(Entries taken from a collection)

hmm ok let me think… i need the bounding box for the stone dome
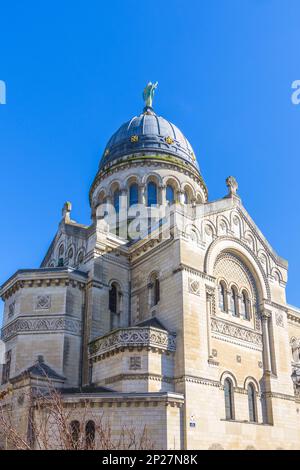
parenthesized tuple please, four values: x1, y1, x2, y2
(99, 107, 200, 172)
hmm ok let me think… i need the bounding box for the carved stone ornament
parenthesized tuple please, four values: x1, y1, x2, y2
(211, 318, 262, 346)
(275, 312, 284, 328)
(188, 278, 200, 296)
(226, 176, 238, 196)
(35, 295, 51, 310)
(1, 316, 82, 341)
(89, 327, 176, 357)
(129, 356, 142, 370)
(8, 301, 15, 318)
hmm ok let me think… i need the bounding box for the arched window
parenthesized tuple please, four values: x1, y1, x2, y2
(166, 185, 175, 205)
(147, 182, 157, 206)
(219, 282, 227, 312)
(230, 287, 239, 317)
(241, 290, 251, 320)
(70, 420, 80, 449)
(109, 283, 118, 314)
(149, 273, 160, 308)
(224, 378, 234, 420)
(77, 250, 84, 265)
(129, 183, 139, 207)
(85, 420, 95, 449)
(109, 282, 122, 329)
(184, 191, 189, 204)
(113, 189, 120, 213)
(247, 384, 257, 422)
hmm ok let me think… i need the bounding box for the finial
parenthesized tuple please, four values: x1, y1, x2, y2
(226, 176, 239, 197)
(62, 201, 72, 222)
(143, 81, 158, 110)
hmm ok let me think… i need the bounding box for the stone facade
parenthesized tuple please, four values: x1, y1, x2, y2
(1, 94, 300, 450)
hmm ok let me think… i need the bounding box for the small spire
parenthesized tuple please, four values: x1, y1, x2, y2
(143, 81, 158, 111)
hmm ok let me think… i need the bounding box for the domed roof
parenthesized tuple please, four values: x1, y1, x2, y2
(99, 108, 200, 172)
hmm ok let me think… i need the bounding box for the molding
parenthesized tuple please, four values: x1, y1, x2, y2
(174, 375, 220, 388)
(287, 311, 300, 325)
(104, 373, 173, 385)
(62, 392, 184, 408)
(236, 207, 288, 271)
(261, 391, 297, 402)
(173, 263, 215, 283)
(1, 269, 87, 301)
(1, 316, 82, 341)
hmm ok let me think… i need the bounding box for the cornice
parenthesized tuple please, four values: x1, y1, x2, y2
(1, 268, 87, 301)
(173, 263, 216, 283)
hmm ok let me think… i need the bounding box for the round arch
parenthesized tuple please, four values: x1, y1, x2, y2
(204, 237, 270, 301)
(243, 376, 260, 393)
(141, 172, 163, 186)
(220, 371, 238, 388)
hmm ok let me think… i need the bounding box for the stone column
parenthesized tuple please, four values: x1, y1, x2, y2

...

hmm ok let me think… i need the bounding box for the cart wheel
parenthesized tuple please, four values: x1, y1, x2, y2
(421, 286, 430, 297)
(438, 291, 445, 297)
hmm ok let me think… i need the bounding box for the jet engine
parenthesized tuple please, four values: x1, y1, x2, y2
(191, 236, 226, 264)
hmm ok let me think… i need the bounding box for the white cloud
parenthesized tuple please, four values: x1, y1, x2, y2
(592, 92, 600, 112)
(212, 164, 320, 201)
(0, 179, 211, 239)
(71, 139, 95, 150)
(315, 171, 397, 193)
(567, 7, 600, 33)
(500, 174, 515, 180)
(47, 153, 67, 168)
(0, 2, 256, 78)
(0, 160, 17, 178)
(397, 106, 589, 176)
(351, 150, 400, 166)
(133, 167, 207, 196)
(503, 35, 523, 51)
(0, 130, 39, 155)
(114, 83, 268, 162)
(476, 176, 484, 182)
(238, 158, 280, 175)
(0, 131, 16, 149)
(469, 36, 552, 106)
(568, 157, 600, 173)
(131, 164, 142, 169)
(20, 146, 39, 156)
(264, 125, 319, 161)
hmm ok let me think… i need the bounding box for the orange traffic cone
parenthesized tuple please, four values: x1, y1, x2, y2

▸ Exercise goal: Within the data above, repeat exactly the lines from the one bearing "the stone dome" through the one bearing "the arched window". Include no pictures and nothing else.

▸ Output for this exercise:
hmm ok let me think… i need the bounding box for the stone dome
parenthesized tuple please, four values: x1, y1, x2, y2
(99, 107, 200, 172)
hmm ok let me think… i need the bounding box for the carved stone ornament
parenthesized tuple please, four values: x1, y1, x2, y2
(211, 318, 262, 346)
(275, 312, 284, 328)
(188, 278, 200, 296)
(226, 176, 238, 196)
(35, 295, 51, 310)
(1, 316, 82, 341)
(89, 327, 176, 357)
(129, 356, 142, 370)
(8, 301, 15, 318)
hmm ok let me think… i need the bounding box for the arched window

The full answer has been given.